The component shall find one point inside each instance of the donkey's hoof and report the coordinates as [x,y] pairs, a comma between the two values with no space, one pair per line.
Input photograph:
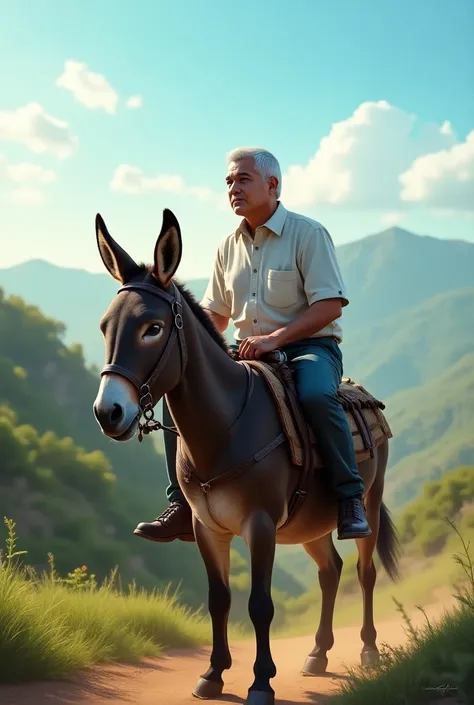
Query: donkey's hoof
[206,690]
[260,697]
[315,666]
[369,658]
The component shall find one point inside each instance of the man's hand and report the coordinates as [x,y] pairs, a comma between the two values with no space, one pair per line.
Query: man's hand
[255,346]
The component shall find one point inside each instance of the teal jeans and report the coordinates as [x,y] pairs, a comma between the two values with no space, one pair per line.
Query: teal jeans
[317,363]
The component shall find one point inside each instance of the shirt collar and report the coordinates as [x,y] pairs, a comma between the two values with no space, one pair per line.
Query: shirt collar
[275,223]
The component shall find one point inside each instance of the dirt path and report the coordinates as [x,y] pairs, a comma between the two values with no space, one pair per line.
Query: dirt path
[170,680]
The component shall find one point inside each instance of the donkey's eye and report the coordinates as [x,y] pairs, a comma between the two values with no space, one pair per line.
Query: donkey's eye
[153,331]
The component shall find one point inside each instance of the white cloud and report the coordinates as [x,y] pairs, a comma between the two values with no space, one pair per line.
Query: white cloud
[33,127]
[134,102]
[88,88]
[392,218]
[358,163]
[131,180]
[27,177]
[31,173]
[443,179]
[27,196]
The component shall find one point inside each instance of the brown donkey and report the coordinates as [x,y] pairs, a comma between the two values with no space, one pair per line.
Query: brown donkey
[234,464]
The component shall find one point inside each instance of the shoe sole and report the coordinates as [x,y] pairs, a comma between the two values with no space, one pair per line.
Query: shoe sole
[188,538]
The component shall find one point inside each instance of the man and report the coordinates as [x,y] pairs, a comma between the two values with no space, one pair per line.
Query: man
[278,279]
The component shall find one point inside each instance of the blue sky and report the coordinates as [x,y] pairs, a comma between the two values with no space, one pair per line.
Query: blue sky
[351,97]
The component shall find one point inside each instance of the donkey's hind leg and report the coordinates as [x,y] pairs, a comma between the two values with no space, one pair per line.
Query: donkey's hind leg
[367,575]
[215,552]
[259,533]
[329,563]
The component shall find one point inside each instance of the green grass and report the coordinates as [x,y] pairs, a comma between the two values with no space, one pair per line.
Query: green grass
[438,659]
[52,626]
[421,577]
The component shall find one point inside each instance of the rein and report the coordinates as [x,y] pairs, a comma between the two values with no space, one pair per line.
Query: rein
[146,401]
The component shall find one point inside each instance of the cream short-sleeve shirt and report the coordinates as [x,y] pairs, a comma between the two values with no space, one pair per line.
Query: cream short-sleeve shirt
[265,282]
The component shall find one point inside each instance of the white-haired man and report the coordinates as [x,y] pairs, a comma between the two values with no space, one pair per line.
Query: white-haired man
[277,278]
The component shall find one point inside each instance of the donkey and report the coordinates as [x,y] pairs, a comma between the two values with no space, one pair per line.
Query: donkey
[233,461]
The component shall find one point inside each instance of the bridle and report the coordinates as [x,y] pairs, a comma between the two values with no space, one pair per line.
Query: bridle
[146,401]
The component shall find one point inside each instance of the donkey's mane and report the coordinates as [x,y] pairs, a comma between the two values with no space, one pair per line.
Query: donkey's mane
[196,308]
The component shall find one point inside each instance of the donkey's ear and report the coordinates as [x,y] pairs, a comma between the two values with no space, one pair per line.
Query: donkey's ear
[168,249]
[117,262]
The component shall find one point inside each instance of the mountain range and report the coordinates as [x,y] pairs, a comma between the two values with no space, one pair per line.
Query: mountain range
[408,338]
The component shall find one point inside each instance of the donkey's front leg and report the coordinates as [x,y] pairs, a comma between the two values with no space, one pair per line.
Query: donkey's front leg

--------------------------------------------------

# [Your objective]
Find the line that contains "of the mountain" in the data above. Reproduce it and every later line exactly, through the last one.

# [Response box]
The component shall find one point inside each instance of the mountain range and report the coordinates as [x,y] pairs, a comma between the two values with no space, one pair per line.
Query: mountain range
[408,338]
The component shall find one point inside each instance of the donkey's front leg and report the coordinates as [x,y] pairs, a comma between the two values with no space, one pair per line.
Query: donkey's front leg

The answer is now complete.